-- START RECORDS FOR PROCESSING --
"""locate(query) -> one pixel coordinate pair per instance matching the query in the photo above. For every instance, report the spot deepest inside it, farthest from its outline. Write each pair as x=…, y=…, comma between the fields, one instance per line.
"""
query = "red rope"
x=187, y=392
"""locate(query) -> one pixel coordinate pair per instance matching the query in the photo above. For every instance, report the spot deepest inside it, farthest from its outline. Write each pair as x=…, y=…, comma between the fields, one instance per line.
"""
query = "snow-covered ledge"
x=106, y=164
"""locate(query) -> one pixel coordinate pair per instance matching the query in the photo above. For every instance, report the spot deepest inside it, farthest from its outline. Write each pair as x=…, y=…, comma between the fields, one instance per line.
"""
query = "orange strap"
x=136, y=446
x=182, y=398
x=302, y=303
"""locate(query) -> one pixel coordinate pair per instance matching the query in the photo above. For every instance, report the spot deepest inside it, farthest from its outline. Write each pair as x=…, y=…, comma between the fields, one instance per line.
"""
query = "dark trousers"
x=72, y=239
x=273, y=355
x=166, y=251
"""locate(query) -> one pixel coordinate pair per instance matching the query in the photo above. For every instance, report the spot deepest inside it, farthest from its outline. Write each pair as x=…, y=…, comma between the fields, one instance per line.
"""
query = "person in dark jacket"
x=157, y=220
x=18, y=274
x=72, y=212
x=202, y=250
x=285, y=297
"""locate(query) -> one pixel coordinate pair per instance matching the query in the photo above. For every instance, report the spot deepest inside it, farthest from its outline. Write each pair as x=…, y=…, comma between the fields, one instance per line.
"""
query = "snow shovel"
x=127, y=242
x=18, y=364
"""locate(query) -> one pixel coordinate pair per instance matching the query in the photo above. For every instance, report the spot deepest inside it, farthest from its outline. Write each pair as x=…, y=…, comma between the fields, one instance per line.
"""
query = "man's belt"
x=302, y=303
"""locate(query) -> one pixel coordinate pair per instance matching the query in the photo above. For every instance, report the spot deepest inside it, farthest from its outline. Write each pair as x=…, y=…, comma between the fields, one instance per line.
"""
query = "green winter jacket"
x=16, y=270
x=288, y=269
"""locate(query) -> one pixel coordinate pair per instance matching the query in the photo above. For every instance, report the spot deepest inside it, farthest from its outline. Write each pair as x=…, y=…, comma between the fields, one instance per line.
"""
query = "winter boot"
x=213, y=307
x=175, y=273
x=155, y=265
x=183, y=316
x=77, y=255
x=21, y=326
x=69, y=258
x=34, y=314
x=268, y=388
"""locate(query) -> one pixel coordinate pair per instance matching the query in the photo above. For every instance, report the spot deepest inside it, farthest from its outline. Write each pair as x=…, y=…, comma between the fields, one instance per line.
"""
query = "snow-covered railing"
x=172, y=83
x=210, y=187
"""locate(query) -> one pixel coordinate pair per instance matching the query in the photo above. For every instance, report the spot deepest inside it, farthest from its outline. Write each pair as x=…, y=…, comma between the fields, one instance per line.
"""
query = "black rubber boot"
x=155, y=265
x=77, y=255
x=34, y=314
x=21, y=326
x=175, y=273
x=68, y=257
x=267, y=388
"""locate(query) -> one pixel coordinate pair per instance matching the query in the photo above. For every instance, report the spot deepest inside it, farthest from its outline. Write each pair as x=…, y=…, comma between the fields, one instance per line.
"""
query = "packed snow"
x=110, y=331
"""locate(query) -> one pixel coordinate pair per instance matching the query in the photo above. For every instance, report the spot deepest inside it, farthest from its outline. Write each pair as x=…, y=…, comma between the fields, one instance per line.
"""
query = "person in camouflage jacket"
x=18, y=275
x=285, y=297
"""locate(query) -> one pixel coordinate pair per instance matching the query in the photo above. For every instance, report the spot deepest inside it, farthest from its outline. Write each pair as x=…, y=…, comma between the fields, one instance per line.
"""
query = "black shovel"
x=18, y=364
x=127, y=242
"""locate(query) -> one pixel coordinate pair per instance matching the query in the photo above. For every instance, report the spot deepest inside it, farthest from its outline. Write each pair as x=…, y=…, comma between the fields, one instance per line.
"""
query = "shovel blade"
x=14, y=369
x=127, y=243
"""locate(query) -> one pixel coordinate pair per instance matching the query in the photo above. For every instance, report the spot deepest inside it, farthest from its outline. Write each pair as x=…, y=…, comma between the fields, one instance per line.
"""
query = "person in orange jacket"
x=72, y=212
-- END RECORDS FOR PROCESSING --
§ TASK OBJECTIVE: Update the listing by replacing every occurrence of "outline" with "boundary", keeping everything else the same.

§ FULL ANSWER:
"""locate(query) -> one pixel coordinate pair per instance matching the query in the photo above. For every instance, report the spot deepest inside it, farthest from its boundary. Write each pair as x=…, y=…, comma between the fields, one instance per line.
"""
query = "red rope"
x=187, y=392
"""locate(query) -> one pixel coordinate pair per instance matching the query in the photo above. For every instance, report the spot deepest inside it, farthest from its boundary. Write each pair as x=…, y=…, comma between the fields, one instance per line.
"""
query = "snow-covered ledge"
x=106, y=164
"""locate(query) -> one pixel coordinate pair per instance matching the query in the photo above. For every instance, report the spot deepest inside it, farthest from its boundary. Write each pair as x=…, y=…, comma between the fields, one instance per line.
"""
query = "orange strap"
x=136, y=446
x=182, y=398
x=302, y=303
"""locate(query) -> one pixel coordinate pair per instance matching the query in the photo above. For every instance, report the spot deepest inside it, farthest from its boundary. Write each pair as x=…, y=…, comma between the fields, one instance per line.
"""
query = "dark trousers"
x=72, y=239
x=273, y=355
x=166, y=251
"""locate(query) -> one pixel coordinate pair per instance matching the query in the photo above. For every instance, report the spot deepest inside it, farthest from its boundary. Write each pair as x=…, y=…, comma between the fields, one instance per line.
"""
query = "person in dark jacket"
x=157, y=220
x=18, y=274
x=72, y=212
x=202, y=250
x=285, y=297
"""locate(query) -> one pixel coordinate pair per instance matching the query in the photo above. For every instance, report the spot deepest inside it, farthest from its boundary. Write each pair as x=…, y=…, comma between the fields, one instance per line.
"""
query = "snow shovel"
x=127, y=242
x=18, y=364
"""locate(query) -> one pixel coordinate pair per instance matching the query in the photo above. For every instance, report the spot deepest inside it, farthest from its boundary. Write each pair as x=…, y=…, comma between the fields, one instance per line.
"""
query = "man's belt"
x=302, y=303
"""locate(query) -> one pixel coordinate pair per instance matching the query in the photo above. For every instance, report the spot deepest inside it, farthest from its boundary. Write each pair as x=…, y=…, comma between the fields, one instance per line.
"""
query = "green winter jacket"
x=16, y=270
x=288, y=269
"""locate(query) -> one pixel coordinate pair per instance matching the query in the photo above. For every instance, report the spot deepest inside it, farthest from its boundary. Write each pair as x=…, y=…, comma between the fields, one instance per line.
"""
query = "winter boot"
x=213, y=307
x=175, y=273
x=155, y=265
x=183, y=316
x=77, y=255
x=21, y=326
x=69, y=258
x=34, y=314
x=268, y=388
"""locate(query) -> one pixel coordinate pair per instance matching the query in the photo above. For every instance, report the spot deepest inside it, farthest from its boundary. Write each pair as x=…, y=…, comma between the fields, one instance per line.
"""
query = "snow-covered railing"
x=172, y=83
x=210, y=187
"""locate(query) -> one pixel coordinate pair per instance matching the query in the photo above. For every instance, report the spot deepest inside it, farthest from its boundary. Write each pair as x=…, y=…, comma between the fields, one instance per line.
"""
query = "black rubber boot"
x=155, y=265
x=77, y=255
x=34, y=314
x=21, y=326
x=175, y=273
x=68, y=257
x=267, y=388
"""locate(query) -> one pixel coordinate pair per instance matching the query in the photo above. For every instance, report the spot deepest inside it, farthest from its boundary. Write each pair as x=…, y=…, comma between the fields, one instance per line.
"""
query = "packed snow"
x=110, y=331
"""locate(query) -> one pixel coordinate pair per instance matching the query in the photo above. For every instance, report the spot deepest inside it, farthest from its boundary. Write each pair as x=…, y=…, comma between the fields, one instance per line.
"""
query = "person in camouflage jacket"
x=18, y=275
x=285, y=297
"""locate(query) -> one pixel coordinate pair per instance matching the query in the photo above. For every instance, report the spot deepest inside it, farthest from its boundary. Write each pair as x=…, y=…, comma between the fields, one instance per line.
"""
query = "black shovel"
x=18, y=364
x=127, y=242
"""locate(query) -> one pixel coordinate pair per instance matching the query in the photo above. For every instance, report the spot deepest inside it, farthest from its boundary. Write each pair as x=…, y=…, comma between the fields, one instance per line.
"""
query = "shovel blade"
x=14, y=369
x=127, y=243
"""locate(query) -> one pixel coordinate pair per instance matching the query in the photo above. For every instance, report the spot deepest inside it, farthest from its boundary. Write each pair as x=…, y=…, comma between the fields, one instance per line.
"""
query = "person in orange jacket"
x=72, y=212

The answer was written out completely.